To do
Can you duplicate the listing below line for line, without changing a single character?

Collection entries:
/---

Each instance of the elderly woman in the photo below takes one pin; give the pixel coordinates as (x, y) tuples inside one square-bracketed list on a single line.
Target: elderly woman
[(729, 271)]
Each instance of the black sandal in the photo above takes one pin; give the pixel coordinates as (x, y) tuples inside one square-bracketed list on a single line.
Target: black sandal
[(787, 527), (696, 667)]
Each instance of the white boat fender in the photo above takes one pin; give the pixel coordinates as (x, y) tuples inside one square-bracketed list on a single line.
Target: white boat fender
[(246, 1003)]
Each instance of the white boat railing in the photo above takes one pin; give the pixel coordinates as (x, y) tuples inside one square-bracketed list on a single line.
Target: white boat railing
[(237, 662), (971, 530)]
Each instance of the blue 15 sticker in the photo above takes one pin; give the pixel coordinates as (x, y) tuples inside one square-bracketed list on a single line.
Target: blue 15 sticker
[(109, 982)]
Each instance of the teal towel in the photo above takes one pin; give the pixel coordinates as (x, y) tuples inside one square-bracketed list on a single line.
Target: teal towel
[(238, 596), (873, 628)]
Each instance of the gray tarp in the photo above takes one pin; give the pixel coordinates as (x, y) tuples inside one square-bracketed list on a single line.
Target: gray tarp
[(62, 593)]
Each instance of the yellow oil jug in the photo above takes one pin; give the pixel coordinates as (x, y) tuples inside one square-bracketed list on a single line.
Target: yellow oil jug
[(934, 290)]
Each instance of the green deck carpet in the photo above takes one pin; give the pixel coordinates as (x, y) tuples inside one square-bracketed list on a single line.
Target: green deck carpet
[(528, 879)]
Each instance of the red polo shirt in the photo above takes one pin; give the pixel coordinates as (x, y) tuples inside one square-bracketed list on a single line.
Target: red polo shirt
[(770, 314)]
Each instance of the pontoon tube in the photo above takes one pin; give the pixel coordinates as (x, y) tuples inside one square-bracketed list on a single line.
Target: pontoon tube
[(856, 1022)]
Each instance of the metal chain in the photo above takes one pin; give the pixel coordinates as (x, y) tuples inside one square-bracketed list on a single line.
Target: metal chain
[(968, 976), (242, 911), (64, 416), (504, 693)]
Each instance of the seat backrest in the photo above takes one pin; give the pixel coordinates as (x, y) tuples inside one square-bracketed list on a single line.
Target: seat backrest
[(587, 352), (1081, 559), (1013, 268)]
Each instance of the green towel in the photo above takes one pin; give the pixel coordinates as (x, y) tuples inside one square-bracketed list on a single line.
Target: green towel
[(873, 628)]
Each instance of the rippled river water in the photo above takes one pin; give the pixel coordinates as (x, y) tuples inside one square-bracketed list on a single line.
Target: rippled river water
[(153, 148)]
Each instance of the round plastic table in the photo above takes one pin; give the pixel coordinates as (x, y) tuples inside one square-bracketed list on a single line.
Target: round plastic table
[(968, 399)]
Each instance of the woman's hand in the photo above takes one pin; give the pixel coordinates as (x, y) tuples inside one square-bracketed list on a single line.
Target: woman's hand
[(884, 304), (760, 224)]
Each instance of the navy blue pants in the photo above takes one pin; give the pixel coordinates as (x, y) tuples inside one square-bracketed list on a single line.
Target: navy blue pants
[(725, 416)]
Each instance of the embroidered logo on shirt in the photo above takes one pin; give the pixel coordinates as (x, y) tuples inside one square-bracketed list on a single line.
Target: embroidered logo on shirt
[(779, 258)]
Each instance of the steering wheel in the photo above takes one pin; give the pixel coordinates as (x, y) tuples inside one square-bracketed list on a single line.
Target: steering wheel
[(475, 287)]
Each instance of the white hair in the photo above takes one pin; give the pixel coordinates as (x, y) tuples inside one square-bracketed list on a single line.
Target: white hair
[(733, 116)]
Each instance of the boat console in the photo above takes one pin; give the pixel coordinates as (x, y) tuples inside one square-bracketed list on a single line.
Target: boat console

\---

Response to this task
Each instance of the elderly woman in the photo below takes one pin; give the pixel coordinates as (x, y) tuples inside one square-bracketed list on a single line.
Target: elderly woman
[(729, 271)]
Each instance of the black sandal in the photo above takes one pin; give the pixel coordinates as (x, y) tuples inside one square-bracketed list on a single line.
Target: black sandal
[(787, 527), (696, 667)]
Each instance of the white boat fender in the photo above takes one pin; give the pixel coordinates as (x, y) tuples inside one square-bracketed list on a single line.
Target: white boat fender
[(246, 1003)]
Each instance of the white boat railing in the photo above takes one pin; give the pixel coordinates as (x, y) tuples inside one square-bracketed list on a single line.
Target: white boat railing
[(237, 662), (971, 530)]
Each instance of the blue 15 sticker in the photo above takes one pin; give the pixel coordinates as (x, y) tuples inside one square-bracketed list on a single line.
Target: blue 15 sticker
[(109, 982)]
Each instance of the teal towel in the photo above takes one pin; give the pixel coordinates as (x, y) tuples inside one square-bracketed list on a single line.
Target: teal towel
[(238, 596), (873, 628)]
Each instance of the gray tarp in the photo above takes one pin; give the pixel coordinates as (x, y) tuples inside one square-bracketed list on a single line.
Target: gray tarp
[(62, 593)]
Each instance of the yellow oil jug in the photo above takes one pin; give the pixel coordinates as (x, y) tuples inside one square-bracketed list on a single line.
Target: yellow oil jug
[(934, 290)]
Each instance of the green deck carpet in the photo above takes one pin; give the pixel coordinates as (x, y) tuples inside one square-bracketed list on a single line.
Target: green deck carpet
[(528, 879)]
Each instance of the red polo shirt in the photo above takes one pin; give the pixel coordinates as (x, y) tuples inside one square-bracketed list on a single line.
Target: red polo shirt
[(770, 314)]
Each instance of the pontoon tube in the photo above takes one pin; give the pixel coordinates as (x, y) tuples inside one square-bracketed list on a single line.
Target: pontoon tube
[(856, 1022)]
Each instance of the metal chain in the photo above takes one pin; give the pixel coordinates as (x, y) tuples inside one square-bracketed list on a single line.
Target: metal chain
[(968, 976), (242, 911), (64, 416), (504, 693)]
Each instance of the seat backrest in the photo above takes one pin; give the pixel coordinates as (x, y) tuples inside one square-bracketed list on a single line.
Target: seat backrest
[(587, 352), (1081, 559), (1013, 268)]
Each instance of the green towel in the photo above takes one pin; give the pixel coordinates as (x, y) tuples inside one square-bracketed list on a single line.
Target: green towel
[(873, 628)]
Each instance of the rippled river water in the photo above takes one pin; give the pixel coordinates as (x, y) tuples inside one square-bracketed list on a single line.
Target: rippled river water
[(153, 148)]
Each instance of the round plastic table in the photo above takes one pin; give the pixel coordinates as (x, y) tuples inside one square-bracketed list on a single line.
Target: round plastic table
[(968, 399)]
Each instance of the woman's hand in the photo above takes one pin; give the pixel coordinates as (x, y) tuples inside one square-bracketed list on a single line.
Target: woman's hand
[(884, 304), (760, 224)]
Each instance of the navy blue pants in the photo above takes one pin; give the pixel coordinates as (x, y) tuples inside one square-bracketed list on a single line.
Target: navy blue pants
[(725, 416)]
Each instance of the embroidered logo on shirt in the photo above takes one pin; give the pixel coordinates as (x, y) tuples inside one square-bracketed list on a single line.
Target: embroidered logo on shirt
[(779, 258)]
Each instance of the steering wheel in the photo above takes one pin; give the pixel coordinates as (x, y) tuples inside one square-bracketed list on a single line.
Target: steering wheel
[(475, 287)]
Each instance of the white hair in the photo above takes one pin; give the pixel coordinates as (x, y) tuples inside one square-bracketed list on a single line.
Target: white hair
[(733, 116)]
Each instance of the boat console in the photo above takes one pin; give the pixel coordinates as (x, y) tuples inside one square-bracketed list on a single line.
Target: boat console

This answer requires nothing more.